Input data:
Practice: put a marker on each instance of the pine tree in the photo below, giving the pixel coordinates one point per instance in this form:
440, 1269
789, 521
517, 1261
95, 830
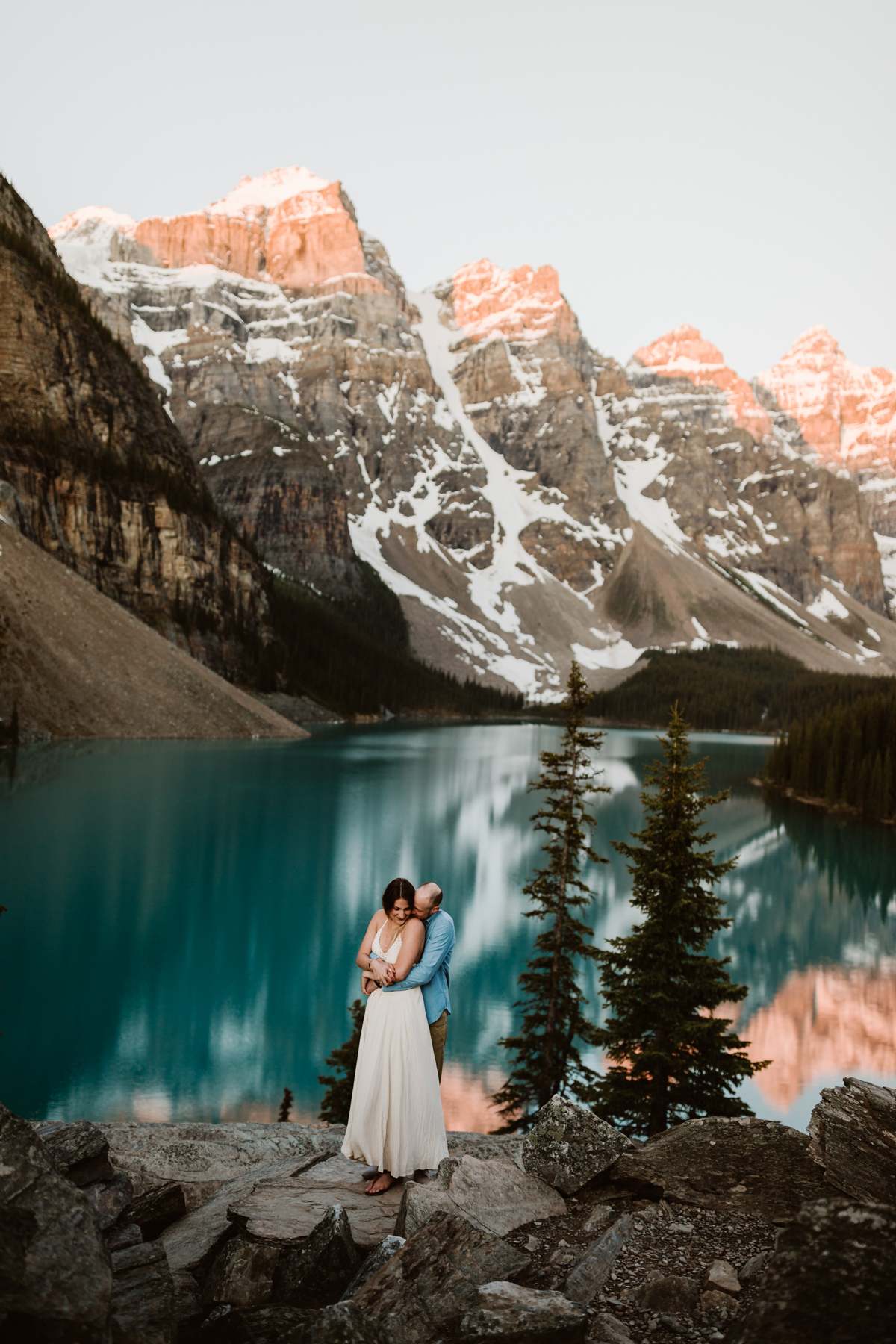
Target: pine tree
547, 1058
343, 1060
671, 1058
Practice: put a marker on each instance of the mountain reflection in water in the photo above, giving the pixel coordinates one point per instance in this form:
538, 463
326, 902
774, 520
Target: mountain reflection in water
183, 917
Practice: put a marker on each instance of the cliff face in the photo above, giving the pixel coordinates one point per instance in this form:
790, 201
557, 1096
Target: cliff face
847, 414
738, 485
101, 475
526, 497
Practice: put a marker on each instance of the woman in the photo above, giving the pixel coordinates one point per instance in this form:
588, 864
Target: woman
395, 1121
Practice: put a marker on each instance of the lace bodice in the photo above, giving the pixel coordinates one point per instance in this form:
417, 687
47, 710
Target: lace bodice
394, 948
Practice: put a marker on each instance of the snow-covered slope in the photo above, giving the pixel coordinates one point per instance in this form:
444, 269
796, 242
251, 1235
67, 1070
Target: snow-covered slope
526, 497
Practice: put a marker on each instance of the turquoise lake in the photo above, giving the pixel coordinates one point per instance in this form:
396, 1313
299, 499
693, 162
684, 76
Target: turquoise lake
183, 917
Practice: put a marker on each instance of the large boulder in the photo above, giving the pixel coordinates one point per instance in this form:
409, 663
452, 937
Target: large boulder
746, 1166
242, 1273
374, 1263
202, 1157
523, 1316
568, 1145
78, 1149
853, 1136
320, 1270
496, 1196
193, 1241
433, 1281
143, 1296
54, 1265
830, 1278
593, 1269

Task goal: Go through the entries and return each line where the word "above" appears.

Answer to the exercise:
Practice: put a marker on each instance of the mountain reflection in water in the photo above, giving the pixel coordinates one point per instance in this form:
Practice: put a marker on each instance of the cliff face in the photo above, giving the pixel coordinates one point per instance in this form:
Practice: put a marker on each instance of the woman in the photo above, giving the pixel coordinates one point per instance in this form:
Practice: put a marker on each instance of the lace bodice in the photo above, giving the pixel coordinates one point per instance in this form:
Practice: put a marker on each instance of the snow-covered slope in the photo above, giving the pixel coordinates one point per instance in this form:
Practice: put a marker on each instance of the turquoise lake in the photo above, giving the pixel coordinates one point per instance in this form:
Practice: put a marker on each instance of the large boulder in the photo above, giving the pixel coordinates one point per instance in this form:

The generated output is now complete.